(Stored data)

►

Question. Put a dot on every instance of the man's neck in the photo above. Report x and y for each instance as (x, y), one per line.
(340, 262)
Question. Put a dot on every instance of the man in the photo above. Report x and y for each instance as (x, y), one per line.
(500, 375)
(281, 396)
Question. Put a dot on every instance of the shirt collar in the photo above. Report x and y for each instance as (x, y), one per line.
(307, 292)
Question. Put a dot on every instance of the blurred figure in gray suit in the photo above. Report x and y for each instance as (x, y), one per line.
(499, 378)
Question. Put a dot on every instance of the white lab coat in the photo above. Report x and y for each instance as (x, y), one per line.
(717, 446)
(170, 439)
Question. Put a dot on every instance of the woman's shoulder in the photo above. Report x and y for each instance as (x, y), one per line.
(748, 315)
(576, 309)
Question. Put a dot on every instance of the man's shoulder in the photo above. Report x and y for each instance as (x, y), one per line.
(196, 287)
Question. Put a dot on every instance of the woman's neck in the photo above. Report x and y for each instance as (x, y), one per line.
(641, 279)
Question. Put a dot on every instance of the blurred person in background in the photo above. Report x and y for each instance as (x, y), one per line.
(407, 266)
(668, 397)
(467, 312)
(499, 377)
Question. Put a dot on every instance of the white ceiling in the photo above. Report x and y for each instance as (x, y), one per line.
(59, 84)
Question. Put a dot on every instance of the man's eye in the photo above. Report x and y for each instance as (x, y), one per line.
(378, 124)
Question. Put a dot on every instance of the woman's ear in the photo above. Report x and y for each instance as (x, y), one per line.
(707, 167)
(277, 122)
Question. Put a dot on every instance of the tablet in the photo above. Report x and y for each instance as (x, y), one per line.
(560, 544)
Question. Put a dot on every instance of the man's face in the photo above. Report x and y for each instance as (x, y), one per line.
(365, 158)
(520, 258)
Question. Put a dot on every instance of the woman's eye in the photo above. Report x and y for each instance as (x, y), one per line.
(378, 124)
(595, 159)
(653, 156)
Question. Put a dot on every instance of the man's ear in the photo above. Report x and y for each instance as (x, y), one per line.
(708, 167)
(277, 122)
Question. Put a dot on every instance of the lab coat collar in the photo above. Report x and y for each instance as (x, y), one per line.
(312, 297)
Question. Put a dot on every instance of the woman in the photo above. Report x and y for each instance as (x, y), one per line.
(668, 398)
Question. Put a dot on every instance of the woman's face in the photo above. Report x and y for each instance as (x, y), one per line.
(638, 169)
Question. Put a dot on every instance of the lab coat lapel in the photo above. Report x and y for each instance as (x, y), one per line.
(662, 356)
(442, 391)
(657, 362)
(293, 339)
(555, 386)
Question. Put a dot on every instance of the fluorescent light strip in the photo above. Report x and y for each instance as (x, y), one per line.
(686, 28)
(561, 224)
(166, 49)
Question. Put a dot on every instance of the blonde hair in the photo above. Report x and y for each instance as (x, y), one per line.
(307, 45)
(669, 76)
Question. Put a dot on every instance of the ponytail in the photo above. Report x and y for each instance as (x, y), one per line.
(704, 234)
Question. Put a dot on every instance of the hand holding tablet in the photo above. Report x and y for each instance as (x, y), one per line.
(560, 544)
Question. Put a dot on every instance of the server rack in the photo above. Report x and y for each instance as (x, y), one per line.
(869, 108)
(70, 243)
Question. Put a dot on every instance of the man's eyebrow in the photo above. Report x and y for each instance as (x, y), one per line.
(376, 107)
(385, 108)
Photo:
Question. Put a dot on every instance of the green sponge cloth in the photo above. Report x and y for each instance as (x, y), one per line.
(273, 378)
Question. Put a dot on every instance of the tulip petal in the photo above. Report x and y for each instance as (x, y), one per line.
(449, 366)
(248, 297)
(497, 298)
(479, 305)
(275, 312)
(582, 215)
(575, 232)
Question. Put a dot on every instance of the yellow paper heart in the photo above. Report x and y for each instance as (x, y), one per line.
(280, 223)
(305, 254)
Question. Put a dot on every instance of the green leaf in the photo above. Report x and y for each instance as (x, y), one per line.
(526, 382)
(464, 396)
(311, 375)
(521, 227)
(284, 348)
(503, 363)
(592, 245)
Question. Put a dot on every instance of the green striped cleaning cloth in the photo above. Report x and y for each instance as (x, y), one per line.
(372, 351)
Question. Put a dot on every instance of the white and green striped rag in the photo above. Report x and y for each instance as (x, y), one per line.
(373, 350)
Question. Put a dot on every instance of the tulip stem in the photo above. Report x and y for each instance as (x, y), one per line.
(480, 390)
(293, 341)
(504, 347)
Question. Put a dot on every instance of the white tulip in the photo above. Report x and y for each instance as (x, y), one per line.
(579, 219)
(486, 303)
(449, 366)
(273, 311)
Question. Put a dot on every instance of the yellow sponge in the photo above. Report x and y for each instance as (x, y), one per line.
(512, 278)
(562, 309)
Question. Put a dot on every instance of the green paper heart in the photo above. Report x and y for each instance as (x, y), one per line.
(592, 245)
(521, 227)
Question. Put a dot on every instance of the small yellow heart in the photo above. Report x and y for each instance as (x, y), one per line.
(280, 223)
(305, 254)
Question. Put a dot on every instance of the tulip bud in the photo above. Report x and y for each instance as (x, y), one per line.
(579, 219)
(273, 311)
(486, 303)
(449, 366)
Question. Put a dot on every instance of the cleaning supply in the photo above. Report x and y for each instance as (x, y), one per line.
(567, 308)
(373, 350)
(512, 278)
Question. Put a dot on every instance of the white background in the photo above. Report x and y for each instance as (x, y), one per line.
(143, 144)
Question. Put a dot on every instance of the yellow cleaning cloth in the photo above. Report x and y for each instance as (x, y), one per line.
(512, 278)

◄
►

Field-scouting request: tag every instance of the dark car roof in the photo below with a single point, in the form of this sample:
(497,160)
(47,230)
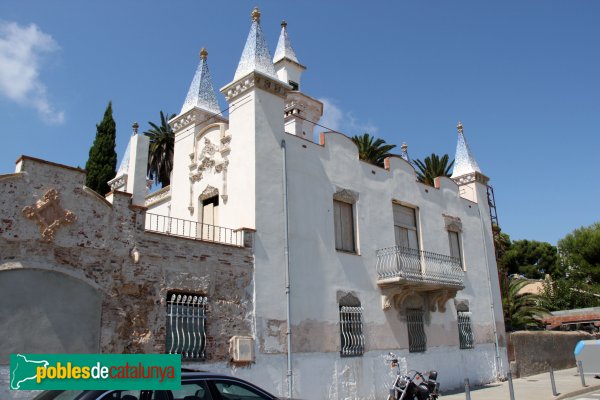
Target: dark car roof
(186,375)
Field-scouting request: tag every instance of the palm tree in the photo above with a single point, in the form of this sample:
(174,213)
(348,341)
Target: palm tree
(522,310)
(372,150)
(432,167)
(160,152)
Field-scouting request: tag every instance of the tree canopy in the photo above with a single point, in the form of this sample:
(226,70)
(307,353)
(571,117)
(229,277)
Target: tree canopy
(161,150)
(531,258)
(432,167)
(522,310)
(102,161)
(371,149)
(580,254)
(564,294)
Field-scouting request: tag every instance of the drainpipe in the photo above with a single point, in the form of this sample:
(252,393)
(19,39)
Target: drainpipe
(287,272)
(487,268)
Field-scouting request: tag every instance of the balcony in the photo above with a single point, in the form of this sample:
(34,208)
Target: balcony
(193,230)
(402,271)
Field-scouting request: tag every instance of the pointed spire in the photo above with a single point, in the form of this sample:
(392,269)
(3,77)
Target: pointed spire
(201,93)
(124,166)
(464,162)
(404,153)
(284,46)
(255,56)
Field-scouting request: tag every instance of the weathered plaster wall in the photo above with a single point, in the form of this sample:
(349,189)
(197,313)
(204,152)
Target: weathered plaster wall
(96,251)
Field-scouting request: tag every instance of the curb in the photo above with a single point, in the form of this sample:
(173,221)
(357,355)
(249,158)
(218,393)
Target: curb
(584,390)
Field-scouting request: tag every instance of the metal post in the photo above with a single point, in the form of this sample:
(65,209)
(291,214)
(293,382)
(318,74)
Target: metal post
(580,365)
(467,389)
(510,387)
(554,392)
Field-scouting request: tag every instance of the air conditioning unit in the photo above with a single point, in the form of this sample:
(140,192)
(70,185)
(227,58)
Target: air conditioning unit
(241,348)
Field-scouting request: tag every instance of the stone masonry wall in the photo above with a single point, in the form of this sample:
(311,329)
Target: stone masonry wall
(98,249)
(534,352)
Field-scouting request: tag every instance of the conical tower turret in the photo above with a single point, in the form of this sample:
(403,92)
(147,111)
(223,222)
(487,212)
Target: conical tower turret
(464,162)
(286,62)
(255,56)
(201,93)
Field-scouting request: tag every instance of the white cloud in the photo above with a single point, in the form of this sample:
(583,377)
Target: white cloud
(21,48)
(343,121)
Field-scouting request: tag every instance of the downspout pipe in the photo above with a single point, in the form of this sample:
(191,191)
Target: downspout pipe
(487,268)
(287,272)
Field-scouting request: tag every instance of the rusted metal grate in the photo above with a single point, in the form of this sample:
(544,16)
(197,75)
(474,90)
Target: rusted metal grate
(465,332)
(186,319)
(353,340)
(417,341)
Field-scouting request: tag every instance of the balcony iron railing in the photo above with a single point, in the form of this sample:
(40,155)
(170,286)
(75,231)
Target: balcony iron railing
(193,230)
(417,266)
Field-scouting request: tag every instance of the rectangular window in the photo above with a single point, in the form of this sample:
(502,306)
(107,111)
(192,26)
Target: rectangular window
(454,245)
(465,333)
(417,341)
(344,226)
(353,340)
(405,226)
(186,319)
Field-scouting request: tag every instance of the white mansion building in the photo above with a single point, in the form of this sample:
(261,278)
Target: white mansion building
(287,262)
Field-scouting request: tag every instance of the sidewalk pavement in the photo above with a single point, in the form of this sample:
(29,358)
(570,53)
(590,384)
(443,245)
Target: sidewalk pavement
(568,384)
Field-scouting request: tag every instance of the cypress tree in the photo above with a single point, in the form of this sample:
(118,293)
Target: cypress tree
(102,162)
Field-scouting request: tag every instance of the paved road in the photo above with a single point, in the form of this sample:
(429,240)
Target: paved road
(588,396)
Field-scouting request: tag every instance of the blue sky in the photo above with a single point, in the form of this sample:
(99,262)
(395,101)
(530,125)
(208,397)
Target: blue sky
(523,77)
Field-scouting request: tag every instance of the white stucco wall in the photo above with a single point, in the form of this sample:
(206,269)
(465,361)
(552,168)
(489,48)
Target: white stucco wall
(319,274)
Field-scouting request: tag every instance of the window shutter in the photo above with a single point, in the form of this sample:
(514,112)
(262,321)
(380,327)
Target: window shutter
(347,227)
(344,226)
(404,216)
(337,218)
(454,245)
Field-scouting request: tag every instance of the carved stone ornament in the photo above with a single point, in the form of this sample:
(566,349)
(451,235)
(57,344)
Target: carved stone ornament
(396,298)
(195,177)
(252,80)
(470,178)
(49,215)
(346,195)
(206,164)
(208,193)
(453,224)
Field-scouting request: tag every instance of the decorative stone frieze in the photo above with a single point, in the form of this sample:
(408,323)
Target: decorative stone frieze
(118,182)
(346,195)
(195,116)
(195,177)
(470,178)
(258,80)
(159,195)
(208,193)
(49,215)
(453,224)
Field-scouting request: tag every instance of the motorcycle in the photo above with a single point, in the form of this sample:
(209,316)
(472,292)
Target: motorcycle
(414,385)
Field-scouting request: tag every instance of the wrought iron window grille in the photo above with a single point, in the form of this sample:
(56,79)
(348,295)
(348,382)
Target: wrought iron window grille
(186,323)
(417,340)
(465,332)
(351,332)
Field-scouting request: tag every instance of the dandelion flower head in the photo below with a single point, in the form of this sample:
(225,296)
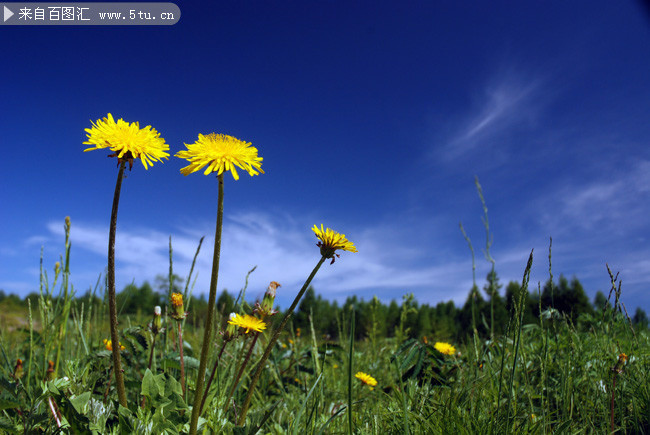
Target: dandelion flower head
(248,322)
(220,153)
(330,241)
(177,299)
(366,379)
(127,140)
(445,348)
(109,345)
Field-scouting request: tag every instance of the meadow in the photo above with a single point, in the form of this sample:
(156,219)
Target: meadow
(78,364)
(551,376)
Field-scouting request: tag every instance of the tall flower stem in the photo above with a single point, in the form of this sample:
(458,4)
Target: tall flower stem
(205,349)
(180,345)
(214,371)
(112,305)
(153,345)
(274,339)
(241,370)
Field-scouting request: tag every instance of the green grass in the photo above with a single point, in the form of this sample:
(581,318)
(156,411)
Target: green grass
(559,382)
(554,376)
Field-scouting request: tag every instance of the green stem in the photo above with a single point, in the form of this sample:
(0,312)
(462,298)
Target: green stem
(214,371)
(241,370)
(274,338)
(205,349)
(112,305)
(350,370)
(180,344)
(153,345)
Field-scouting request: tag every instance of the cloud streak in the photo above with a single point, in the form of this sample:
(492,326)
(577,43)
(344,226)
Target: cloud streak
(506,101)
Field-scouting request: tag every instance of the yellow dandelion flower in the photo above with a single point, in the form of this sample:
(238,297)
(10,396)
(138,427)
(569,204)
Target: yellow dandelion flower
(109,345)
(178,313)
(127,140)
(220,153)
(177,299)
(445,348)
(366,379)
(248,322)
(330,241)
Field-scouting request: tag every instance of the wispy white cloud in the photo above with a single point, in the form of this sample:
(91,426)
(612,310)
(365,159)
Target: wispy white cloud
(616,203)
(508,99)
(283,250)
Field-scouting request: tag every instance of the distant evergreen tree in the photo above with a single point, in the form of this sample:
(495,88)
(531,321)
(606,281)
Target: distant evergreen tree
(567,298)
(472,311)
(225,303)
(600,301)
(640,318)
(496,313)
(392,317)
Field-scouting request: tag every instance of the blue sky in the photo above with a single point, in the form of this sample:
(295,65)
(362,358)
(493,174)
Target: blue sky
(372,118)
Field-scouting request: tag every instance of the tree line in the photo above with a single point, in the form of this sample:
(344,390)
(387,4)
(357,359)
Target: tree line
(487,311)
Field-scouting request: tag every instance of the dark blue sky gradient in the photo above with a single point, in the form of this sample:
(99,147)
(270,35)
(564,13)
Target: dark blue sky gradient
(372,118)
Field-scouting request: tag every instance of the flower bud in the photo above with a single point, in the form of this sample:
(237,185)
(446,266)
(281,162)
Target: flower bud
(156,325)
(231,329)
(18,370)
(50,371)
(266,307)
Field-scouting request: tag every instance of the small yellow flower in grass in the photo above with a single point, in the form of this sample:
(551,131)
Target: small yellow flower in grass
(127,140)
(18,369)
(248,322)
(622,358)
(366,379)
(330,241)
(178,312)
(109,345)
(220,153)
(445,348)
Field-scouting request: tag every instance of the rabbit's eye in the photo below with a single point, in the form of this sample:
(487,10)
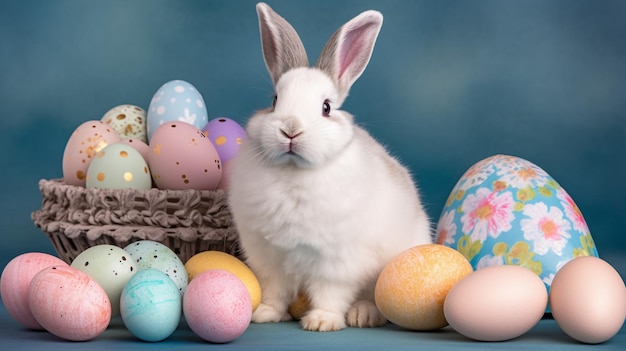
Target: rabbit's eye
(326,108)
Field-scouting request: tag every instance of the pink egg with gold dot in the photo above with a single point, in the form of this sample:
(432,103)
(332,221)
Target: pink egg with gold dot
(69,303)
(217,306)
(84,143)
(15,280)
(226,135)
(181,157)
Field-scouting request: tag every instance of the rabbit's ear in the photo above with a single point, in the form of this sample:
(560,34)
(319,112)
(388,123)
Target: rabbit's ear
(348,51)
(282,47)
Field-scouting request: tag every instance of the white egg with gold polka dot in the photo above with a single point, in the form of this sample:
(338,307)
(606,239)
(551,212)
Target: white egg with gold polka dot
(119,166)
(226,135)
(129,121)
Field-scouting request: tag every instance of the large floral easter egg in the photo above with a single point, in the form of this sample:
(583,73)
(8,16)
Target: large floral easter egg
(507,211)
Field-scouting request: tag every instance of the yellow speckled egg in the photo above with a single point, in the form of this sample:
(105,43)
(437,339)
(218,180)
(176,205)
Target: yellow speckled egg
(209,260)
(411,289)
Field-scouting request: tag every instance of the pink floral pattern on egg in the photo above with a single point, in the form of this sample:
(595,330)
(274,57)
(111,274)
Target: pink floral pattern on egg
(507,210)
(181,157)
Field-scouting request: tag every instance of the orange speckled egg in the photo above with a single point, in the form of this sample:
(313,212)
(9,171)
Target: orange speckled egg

◄
►

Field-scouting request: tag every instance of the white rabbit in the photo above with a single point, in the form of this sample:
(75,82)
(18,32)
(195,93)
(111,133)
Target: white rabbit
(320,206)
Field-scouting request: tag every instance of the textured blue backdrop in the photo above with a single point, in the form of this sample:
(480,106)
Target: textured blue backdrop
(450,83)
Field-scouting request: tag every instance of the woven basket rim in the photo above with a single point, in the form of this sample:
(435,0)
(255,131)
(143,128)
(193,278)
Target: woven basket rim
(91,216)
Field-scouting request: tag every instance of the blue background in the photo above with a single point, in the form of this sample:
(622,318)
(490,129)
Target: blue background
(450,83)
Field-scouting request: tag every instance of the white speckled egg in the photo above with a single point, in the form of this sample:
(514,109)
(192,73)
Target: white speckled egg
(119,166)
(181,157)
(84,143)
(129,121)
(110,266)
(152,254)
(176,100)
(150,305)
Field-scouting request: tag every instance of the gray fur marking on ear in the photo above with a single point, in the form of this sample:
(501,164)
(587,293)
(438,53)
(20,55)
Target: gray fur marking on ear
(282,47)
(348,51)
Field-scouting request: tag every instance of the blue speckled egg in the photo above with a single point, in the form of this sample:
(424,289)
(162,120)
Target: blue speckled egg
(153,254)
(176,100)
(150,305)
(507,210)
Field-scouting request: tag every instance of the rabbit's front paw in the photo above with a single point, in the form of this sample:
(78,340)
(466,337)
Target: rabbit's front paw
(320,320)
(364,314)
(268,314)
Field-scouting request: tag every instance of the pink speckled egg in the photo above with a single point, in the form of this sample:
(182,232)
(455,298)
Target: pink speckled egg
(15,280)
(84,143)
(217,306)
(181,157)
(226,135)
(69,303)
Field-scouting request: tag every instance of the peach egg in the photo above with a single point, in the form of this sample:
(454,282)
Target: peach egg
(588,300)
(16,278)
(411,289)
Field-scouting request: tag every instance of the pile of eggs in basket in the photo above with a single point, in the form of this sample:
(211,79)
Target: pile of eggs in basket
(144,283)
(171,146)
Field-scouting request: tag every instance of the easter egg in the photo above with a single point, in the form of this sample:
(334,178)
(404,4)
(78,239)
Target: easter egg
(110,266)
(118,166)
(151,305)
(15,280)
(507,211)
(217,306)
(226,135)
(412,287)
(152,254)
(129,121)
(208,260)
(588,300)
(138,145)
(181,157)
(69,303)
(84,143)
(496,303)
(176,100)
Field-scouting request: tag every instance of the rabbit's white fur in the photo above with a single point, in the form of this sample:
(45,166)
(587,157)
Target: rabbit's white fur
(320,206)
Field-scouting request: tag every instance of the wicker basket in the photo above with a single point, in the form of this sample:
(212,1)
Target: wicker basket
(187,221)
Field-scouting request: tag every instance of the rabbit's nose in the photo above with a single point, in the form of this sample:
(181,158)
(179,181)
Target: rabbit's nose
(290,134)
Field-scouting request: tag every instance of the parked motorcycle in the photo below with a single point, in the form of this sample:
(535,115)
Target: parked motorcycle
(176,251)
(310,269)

◄

** Aim **
Find every line above that contains the word "below", and copy each of those lines.

** Finished answer **
Field-scouting request: tag every instance of the dark car roof in the photo below with a single point, in the form of this sample:
Field-scouting request: tag every instance of the dandelion flower head in the photo below with a single point, in the form of this sample:
Field-scouting request: tag every instance of the rabbit's eye in the photo below with a single point, in the form of this sample:
Field-scouting request: tag every instance of the parked motorcycle in the photo below with a single point, in the form of this sample:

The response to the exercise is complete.